• **The task**
List every line in the items below that contains the string "shirt", copying each one in full.

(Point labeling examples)
* START *

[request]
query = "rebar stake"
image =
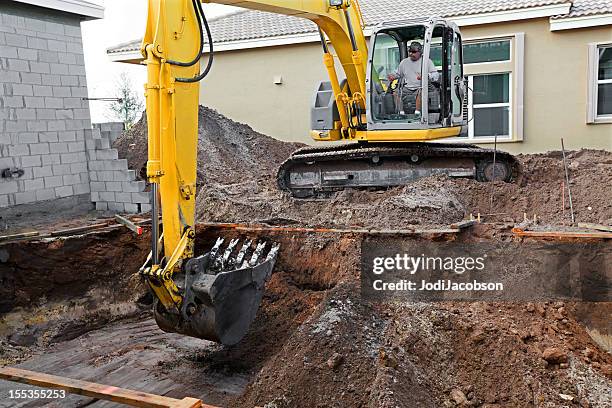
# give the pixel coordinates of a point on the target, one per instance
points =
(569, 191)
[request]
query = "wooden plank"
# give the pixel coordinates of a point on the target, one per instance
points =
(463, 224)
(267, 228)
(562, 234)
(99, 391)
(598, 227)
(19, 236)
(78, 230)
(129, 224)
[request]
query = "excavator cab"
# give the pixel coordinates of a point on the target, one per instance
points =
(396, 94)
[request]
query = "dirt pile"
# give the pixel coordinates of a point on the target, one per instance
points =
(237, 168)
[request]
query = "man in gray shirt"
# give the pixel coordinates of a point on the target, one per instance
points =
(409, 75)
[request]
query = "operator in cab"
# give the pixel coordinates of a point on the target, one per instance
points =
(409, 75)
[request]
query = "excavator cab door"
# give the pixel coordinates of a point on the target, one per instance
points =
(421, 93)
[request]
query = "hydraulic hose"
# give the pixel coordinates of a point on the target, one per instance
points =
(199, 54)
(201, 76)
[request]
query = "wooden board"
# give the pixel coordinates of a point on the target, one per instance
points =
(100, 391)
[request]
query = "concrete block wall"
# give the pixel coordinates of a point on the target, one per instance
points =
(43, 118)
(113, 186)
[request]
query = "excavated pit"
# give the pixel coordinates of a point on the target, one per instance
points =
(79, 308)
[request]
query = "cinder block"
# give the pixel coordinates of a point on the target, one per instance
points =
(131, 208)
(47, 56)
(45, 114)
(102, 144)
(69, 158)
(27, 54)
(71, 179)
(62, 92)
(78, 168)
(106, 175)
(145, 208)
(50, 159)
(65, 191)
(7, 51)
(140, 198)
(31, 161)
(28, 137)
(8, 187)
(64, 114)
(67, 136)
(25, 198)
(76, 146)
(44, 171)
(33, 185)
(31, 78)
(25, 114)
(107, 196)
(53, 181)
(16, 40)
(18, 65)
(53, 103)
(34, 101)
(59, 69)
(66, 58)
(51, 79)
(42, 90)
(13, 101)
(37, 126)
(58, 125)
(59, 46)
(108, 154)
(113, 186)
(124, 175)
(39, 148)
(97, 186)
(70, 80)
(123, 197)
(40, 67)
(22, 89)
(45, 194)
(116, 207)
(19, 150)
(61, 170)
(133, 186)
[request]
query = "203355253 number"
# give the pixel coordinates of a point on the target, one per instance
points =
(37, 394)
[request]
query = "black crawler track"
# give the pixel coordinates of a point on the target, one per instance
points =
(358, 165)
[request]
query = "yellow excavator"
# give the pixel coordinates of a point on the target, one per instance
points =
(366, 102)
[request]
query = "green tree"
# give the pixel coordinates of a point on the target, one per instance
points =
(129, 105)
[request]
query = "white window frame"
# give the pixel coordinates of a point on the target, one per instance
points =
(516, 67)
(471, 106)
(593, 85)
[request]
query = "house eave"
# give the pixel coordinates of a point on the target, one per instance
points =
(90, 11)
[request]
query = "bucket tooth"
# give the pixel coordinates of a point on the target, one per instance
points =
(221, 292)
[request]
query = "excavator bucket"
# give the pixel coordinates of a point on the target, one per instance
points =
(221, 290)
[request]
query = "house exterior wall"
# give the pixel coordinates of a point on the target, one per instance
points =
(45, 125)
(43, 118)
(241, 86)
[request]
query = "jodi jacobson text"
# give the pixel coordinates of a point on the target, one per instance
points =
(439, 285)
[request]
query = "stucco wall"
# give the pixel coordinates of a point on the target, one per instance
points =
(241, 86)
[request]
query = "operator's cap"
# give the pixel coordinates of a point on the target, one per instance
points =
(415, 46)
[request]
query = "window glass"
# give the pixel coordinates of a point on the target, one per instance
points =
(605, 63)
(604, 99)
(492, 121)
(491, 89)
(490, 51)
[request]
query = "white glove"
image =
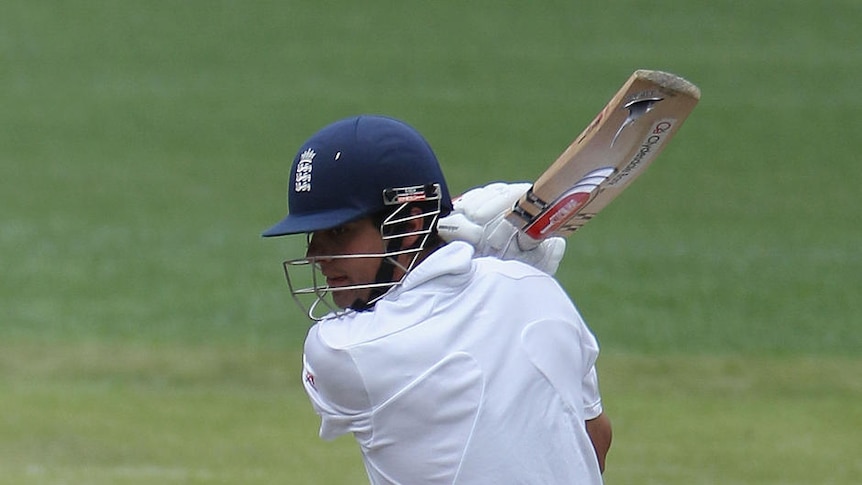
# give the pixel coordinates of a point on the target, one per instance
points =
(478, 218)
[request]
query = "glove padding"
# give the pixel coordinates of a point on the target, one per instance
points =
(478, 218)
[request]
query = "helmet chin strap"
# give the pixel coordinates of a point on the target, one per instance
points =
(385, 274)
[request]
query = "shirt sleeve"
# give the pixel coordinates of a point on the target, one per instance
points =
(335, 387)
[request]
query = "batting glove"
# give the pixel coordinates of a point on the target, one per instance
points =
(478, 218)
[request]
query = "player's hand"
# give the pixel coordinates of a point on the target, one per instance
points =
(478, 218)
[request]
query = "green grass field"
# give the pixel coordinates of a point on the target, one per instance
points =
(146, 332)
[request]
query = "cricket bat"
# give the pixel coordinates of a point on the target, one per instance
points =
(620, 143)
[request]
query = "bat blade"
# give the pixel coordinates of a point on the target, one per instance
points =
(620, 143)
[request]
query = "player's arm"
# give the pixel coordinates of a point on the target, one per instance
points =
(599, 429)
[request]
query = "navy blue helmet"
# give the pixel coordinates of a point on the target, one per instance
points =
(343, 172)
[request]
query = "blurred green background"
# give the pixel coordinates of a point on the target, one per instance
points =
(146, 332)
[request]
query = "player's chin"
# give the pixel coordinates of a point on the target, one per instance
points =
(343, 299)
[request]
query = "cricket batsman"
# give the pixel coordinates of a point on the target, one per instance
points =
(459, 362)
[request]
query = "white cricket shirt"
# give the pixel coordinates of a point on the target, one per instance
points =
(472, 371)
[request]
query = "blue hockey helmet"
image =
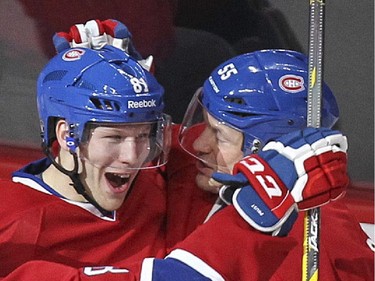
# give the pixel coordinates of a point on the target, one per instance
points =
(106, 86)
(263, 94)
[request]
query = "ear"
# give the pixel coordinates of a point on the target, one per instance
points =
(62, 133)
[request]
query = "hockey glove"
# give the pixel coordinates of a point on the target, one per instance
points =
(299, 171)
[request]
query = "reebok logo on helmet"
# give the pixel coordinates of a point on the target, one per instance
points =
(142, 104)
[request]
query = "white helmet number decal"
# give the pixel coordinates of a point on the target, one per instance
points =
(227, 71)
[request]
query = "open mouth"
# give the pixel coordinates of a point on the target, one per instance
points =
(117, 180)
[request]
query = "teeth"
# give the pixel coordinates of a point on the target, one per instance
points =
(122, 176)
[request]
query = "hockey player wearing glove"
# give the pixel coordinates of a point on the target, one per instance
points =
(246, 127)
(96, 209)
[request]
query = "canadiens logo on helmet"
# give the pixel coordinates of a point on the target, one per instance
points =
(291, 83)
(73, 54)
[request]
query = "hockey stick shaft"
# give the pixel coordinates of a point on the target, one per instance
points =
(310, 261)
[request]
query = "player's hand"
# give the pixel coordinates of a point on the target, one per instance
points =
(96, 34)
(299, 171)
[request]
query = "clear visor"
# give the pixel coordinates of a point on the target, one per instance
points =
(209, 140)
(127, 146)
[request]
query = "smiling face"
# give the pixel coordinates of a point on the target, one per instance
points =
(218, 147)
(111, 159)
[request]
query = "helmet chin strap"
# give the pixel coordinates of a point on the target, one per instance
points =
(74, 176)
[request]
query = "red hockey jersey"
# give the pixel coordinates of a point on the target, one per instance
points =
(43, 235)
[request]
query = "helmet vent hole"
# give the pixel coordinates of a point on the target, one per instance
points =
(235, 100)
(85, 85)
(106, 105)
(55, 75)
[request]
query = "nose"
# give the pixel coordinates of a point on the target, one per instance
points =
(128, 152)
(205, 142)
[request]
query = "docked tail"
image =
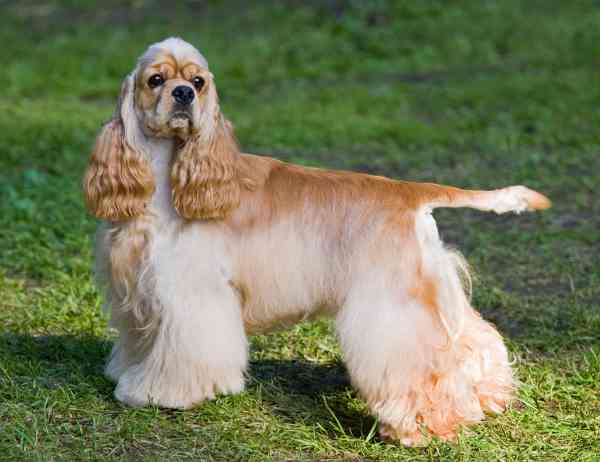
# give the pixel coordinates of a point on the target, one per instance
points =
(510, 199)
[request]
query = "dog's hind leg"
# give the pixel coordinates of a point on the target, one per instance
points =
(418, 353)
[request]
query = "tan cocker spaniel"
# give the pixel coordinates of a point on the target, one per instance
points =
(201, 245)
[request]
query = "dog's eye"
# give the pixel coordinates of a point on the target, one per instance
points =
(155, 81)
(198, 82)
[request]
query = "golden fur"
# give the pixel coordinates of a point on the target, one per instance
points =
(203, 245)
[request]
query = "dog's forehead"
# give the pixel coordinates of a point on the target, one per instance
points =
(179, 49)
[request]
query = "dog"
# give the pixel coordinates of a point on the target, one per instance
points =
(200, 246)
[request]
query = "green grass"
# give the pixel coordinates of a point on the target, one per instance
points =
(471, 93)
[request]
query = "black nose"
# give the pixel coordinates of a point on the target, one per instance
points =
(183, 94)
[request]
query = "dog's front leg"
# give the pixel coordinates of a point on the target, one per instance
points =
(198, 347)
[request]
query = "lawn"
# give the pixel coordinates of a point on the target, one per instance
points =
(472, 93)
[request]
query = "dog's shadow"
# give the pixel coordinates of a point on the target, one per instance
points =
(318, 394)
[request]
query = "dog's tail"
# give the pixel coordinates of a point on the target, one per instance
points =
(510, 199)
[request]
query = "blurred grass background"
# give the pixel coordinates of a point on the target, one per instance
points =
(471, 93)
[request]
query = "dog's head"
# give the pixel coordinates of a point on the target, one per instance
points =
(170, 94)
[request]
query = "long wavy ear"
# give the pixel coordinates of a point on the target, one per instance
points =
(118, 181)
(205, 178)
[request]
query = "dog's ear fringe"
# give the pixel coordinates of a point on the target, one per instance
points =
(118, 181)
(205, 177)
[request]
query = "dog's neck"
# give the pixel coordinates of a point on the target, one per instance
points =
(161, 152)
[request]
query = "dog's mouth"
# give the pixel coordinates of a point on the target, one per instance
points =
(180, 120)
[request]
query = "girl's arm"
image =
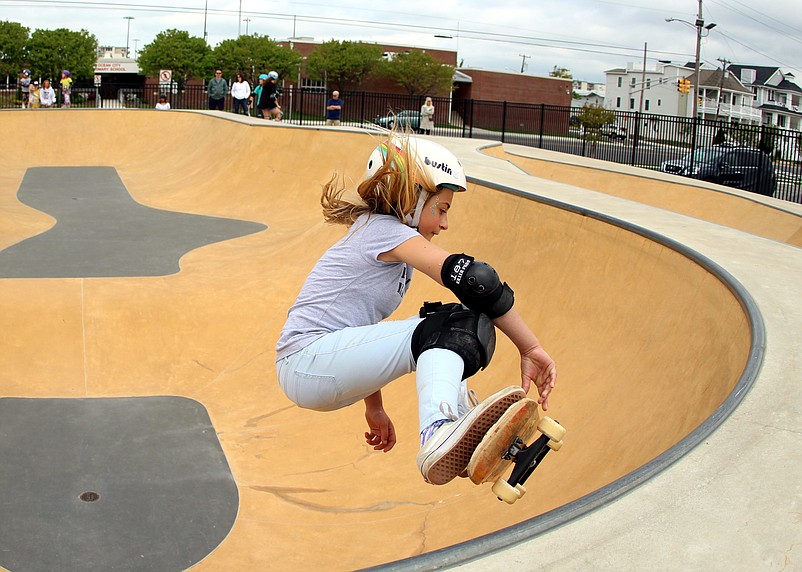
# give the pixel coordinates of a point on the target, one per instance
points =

* END *
* START *

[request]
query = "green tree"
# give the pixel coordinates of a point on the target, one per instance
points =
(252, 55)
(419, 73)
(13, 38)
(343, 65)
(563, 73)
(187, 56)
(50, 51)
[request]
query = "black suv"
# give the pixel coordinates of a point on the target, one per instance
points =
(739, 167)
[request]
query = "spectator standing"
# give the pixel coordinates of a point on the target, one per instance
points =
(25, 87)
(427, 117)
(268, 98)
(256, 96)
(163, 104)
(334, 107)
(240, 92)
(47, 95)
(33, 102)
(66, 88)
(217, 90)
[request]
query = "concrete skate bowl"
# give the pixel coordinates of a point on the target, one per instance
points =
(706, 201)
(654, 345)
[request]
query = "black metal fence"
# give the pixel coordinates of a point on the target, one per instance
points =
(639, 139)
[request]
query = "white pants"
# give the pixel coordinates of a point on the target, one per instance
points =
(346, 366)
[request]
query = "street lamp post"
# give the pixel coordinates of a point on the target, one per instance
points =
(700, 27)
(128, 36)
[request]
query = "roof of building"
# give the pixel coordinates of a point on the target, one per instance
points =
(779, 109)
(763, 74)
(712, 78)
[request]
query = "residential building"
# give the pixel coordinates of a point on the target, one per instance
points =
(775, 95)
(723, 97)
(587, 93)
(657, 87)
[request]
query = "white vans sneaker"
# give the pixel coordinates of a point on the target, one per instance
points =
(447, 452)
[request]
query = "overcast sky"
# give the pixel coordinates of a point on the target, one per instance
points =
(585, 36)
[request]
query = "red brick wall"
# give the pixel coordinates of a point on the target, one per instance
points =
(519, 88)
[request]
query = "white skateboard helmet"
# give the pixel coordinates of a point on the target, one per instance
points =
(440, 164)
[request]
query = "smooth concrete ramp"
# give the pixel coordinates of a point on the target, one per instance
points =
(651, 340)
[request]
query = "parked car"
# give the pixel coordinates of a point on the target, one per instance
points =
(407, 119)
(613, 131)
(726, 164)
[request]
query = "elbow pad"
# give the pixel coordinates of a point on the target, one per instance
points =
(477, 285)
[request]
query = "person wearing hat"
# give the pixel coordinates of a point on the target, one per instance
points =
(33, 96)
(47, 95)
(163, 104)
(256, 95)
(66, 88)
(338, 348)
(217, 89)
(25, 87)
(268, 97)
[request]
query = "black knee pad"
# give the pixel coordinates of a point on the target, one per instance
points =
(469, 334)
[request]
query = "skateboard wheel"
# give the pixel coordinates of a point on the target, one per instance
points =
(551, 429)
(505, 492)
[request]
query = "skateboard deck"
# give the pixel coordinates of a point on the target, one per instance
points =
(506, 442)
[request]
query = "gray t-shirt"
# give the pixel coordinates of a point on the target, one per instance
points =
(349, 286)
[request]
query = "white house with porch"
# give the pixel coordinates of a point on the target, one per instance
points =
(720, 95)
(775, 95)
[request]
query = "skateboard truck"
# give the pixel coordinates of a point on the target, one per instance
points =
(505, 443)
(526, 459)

* END *

• **Result of the exercise**
query = "man in gray shirt"
query = "shirt sleeve"
query = "white cricket shirt"
query = "gray t-shirt"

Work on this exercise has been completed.